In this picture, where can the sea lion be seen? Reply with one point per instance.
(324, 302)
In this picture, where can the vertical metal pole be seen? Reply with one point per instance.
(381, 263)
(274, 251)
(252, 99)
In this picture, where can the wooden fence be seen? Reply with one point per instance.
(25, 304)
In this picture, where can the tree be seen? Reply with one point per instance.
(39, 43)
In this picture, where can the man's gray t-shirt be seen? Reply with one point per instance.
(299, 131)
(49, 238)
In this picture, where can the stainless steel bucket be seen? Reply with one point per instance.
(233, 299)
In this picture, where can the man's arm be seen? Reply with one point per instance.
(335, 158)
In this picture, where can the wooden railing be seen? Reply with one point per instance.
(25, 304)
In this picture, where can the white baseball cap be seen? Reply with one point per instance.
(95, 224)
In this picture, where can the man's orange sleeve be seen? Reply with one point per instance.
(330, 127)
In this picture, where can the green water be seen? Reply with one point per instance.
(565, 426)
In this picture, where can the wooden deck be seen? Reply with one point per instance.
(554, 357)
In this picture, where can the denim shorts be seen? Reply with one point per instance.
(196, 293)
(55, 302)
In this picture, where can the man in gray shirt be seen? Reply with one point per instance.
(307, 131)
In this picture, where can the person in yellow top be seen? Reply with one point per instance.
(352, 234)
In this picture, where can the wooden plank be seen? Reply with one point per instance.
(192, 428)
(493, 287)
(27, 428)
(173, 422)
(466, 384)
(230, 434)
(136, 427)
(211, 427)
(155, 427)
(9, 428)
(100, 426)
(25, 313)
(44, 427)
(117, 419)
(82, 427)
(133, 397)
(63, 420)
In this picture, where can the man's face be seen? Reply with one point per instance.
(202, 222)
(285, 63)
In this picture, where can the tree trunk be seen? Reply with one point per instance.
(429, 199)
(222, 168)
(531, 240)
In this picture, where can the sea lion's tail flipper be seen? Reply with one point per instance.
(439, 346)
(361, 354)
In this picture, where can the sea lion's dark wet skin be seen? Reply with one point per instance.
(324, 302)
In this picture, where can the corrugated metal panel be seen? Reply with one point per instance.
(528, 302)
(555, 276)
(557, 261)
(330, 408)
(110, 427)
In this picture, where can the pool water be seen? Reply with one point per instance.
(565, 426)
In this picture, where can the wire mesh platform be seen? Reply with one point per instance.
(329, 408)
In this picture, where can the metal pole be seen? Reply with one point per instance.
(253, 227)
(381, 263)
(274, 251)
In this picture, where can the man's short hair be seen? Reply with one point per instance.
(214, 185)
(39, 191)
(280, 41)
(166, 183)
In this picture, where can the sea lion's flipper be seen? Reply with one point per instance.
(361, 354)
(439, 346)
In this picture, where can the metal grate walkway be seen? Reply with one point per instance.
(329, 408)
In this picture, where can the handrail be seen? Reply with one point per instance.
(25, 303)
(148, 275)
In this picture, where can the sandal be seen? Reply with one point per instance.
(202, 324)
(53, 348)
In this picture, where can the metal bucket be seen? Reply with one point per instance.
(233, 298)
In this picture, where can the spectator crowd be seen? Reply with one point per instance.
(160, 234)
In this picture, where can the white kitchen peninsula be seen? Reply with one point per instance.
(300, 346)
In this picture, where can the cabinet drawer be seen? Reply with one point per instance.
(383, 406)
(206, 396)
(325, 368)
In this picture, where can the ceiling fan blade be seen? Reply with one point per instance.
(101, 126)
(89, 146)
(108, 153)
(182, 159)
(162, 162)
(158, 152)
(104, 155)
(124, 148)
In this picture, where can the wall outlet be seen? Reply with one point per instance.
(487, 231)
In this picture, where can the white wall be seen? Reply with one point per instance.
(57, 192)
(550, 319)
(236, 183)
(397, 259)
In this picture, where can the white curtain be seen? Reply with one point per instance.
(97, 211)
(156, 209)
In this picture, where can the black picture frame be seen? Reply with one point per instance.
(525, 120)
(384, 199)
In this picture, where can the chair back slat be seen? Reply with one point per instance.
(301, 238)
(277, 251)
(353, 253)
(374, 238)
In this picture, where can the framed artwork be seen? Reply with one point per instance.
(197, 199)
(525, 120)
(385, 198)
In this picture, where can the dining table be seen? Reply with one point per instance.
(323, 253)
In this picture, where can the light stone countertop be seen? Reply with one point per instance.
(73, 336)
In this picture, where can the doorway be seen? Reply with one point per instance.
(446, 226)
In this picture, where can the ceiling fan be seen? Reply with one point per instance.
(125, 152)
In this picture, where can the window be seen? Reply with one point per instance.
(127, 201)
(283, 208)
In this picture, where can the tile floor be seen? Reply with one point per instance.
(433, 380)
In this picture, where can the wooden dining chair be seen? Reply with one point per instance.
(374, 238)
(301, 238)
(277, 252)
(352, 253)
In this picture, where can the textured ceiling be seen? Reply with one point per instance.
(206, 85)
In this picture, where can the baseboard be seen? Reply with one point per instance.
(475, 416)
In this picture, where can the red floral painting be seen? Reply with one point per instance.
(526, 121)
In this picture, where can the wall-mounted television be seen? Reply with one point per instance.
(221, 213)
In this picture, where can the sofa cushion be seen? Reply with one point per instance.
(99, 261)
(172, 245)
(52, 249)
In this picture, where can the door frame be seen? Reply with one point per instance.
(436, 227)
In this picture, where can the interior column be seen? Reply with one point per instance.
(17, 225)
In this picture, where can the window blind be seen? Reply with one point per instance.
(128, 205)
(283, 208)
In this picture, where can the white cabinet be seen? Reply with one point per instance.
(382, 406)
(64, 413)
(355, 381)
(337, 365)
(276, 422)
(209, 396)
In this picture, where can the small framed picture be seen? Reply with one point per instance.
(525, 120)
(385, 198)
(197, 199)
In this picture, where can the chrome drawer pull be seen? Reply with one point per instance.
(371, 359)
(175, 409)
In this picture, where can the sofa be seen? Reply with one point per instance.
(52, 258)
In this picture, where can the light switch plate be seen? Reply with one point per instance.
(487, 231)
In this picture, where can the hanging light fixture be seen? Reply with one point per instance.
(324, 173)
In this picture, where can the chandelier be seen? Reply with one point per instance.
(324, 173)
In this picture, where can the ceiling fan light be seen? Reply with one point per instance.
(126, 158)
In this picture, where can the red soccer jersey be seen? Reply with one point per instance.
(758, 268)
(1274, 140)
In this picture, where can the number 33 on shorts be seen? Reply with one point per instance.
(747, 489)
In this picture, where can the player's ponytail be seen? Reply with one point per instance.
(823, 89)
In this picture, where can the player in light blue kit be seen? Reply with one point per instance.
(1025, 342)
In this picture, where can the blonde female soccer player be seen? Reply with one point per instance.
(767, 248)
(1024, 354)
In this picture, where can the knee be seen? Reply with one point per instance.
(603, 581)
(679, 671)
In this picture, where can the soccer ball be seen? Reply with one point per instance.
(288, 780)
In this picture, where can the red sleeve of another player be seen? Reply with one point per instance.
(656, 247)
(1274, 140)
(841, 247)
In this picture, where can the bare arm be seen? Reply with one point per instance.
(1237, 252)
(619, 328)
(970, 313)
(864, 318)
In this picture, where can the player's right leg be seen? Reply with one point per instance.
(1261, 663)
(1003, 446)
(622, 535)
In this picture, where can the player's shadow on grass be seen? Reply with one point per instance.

_WHAT THE TASK ASKS_. Transcribe the data. Leave every line exactly as it is.

_THE OUTPUT_.
In this picture, where can the sea lion be seen? Reply with one point per instance.
(324, 302)
In this picture, where can the vertical metal pole be seen? Reply with one point per instance.
(381, 263)
(274, 251)
(252, 99)
In this picture, where can the wooden fence be seen? Reply with one point per instance.
(25, 304)
In this picture, where can the tree be seen? Reply with one point per instance.
(39, 43)
In this picture, where can the man's gray t-shirt be seen? Reply with one point per instance.
(299, 131)
(49, 238)
In this picture, where can the stainless steel bucket be seen? Reply with one point per instance.
(233, 299)
In this picture, where can the man's arm be seen? Reply with one point per instance.
(335, 158)
In this picture, where can the wooden railing be seen? Reply with one point per instance.
(25, 304)
In this picture, where can the white baseball cap be seen? Reply with one point per instance.
(95, 224)
In this picture, where can the man's orange sleeve be seen? Reply with one point per instance.
(330, 127)
In this picture, where can the green water be seen? Reply with one point per instance.
(565, 426)
In this picture, where can the wooden deck be seen? Reply with one point per instance.
(554, 357)
In this picture, where can the denim shorts be seen? Reply with one point per instance.
(196, 293)
(55, 302)
In this picture, where can the man in gray shirt be seen? Reply with one point per instance.
(307, 131)
In this picture, where can the person in yellow top be seen? Reply with one point per instance.
(352, 234)
In this picture, where can the wooden plank be seen? Reply with one point per instance.
(192, 428)
(493, 287)
(27, 428)
(173, 422)
(466, 384)
(230, 434)
(136, 427)
(211, 427)
(155, 427)
(9, 428)
(100, 426)
(25, 313)
(44, 427)
(117, 419)
(82, 427)
(133, 397)
(63, 420)
In this picture, where can the man's face be seen? Reply with one point per instance.
(202, 222)
(285, 63)
In this picture, where can the tree trunk be seen? Reply with one point per instance.
(429, 199)
(222, 168)
(531, 240)
In this picture, where can the sea lion's tail flipper be seen? Reply with one point per instance.
(439, 346)
(361, 354)
In this picture, where can the sea lion's dark wet skin be seen? Reply with one point per instance.
(324, 302)
In this picture, where can the corrugated metal panel be seen? Reply with one point per instance.
(528, 302)
(555, 276)
(557, 261)
(330, 408)
(110, 427)
In this picture, where can the pool water be seen? Reply with one point per instance.
(565, 426)
In this picture, where can the wire mesh platform be seen? Reply with one point per instance.
(329, 408)
In this picture, where can the metal pole be seen? Reply with one point per instance.
(253, 227)
(381, 263)
(274, 251)
In this picture, where can the man's short hair be seen? Reply with one point per instance.
(214, 185)
(39, 191)
(280, 41)
(166, 183)
In this picture, where can the sea lion's flipper be seen? Reply with one point per instance.
(361, 354)
(439, 346)
In this picture, where can the metal grate walkway be seen? Reply with one point per instance.
(329, 408)
In this picture, where can the handrail be seen? Reply with one point per instance.
(25, 303)
(148, 275)
In this picture, where can the sandal be seen? Reply with one point per instance.
(202, 324)
(53, 348)
In this picture, where can the metal bucket be seen? Reply with one point per instance.
(233, 298)
In this picture, where can the spectator crowd be seen? Reply with one point per instance.
(160, 234)
In this picture, where can the white kitchen peninsula be seen? Reply with one point per instance.
(300, 346)
In this picture, where can the cabinet drawer be seen? Reply with one point per instance.
(383, 406)
(206, 396)
(325, 368)
In this picture, where can the ceiling fan blade be seen? Reply with one point per instance.
(101, 126)
(89, 146)
(108, 153)
(182, 159)
(162, 162)
(158, 152)
(104, 155)
(124, 148)
In this picture, where can the wall outlet be seen? Reply with one point per instance.
(487, 231)
In this picture, where can the white wall be seen? Reply with one point per instance.
(57, 192)
(550, 319)
(236, 183)
(397, 259)
In this picture, where can the white curtain be seen? Reply with one point per instance.
(97, 211)
(156, 209)
In this picture, where can the black picture frame be seen? Reply with one point per instance.
(525, 120)
(384, 199)
In this picture, where can the chair back slat be seen? Reply with one point per instance.
(301, 238)
(277, 251)
(353, 253)
(374, 238)
In this picture, where can the framed artwork be seen? Reply with one point per instance.
(197, 199)
(525, 120)
(385, 198)
In this picture, where can the dining table be seen? Reply with one point per instance.
(323, 253)
In this picture, where can the light stone countertop be seen? Reply with one point per instance.
(73, 336)
In this picture, where can the doorway be seen? Reply with one point per instance.
(446, 226)
In this picture, where can the ceiling fan be seen? Reply with one point per instance.
(125, 152)
In this picture, where can the window be seen? Reply with one point per instance.
(127, 201)
(283, 208)
In this picture, where can the tile floor be seen? Reply with one point per instance.
(433, 380)
In this picture, where can the wooden dining chair be seen? Reply with one point per instance.
(374, 238)
(301, 238)
(277, 252)
(352, 253)
In this picture, where can the textured ceiling be seen? Reply with one point per instance.
(206, 85)
In this picture, where can the baseboard be seen? Reply with one point per instance.
(475, 416)
In this picture, where can the red floral painting be seen? Reply with one point per instance.
(526, 121)
In this picture, where can the wall-mounted television be seen? Reply with one point per instance.
(221, 213)
In this picture, where can the sofa cushion be seen? Reply with one point per instance.
(99, 261)
(172, 245)
(52, 249)
In this picture, where can the door frame be seen? Reply with one point per instance.
(436, 227)
In this picture, where can the interior column be seen? Reply with one point per instance.
(17, 225)
In this picture, where can the window blind be seen? Reply with one point per instance.
(128, 205)
(283, 208)
In this picture, where can the white cabinet be seen? Reply with one point per instance.
(382, 406)
(64, 413)
(355, 381)
(337, 365)
(276, 422)
(209, 396)
In this picture, where can the small framed picture be seen? Reply with one point per instance.
(525, 120)
(385, 198)
(197, 199)
In this picture, where can the chrome drawer pull be seen? Reply with one point per instance.
(371, 359)
(175, 409)
In this picture, where can the sofa be seen? Reply with one point per instance.
(52, 258)
In this picture, where can the light switch plate be seen? Reply with one point per instance.
(487, 231)
In this picture, where can the hanging light fixture be seen? Reply with one point per instance.
(324, 173)
In this picture, where can the chandelier be seen? Reply with one point per instance.
(324, 173)
In this picture, where can the ceiling fan light be seen? Reply with one point per instance.
(126, 158)
In this picture, where can the red soccer jersey be seen? Reply with one point per instance.
(758, 268)
(1274, 140)
In this picture, where can the number 33 on shorts be seen? Reply with one point per instance.
(747, 489)
In this picture, where can the player's ponytail be seen? Reply with one point per instance.
(823, 89)
In this picture, where can the player in light blue kit be seen? Reply with one point per instance.
(1025, 342)
In this picture, where can the blonde female soccer player be seen? Reply with one point per instance.
(767, 248)
(1024, 354)
In this picture, where can the knee be seen? Reply with one point per instance.
(603, 581)
(679, 671)
In this picture, where can the soccer ball be seen? Reply with one point per instance.
(288, 780)
In this picture, where can the red sleeve of another player be seen? Reply with one point per instance.
(656, 247)
(1274, 140)
(841, 247)
In this picture, where can the bare arm be seen? Reply with one point per instance.
(1237, 252)
(619, 328)
(970, 313)
(864, 318)
In this picture, where can the player's right leg be seen? Reply with one point per instance.
(1261, 663)
(1003, 446)
(622, 535)
In this picture, where can the player's shadow on grass be seen? Reply with one point per instance.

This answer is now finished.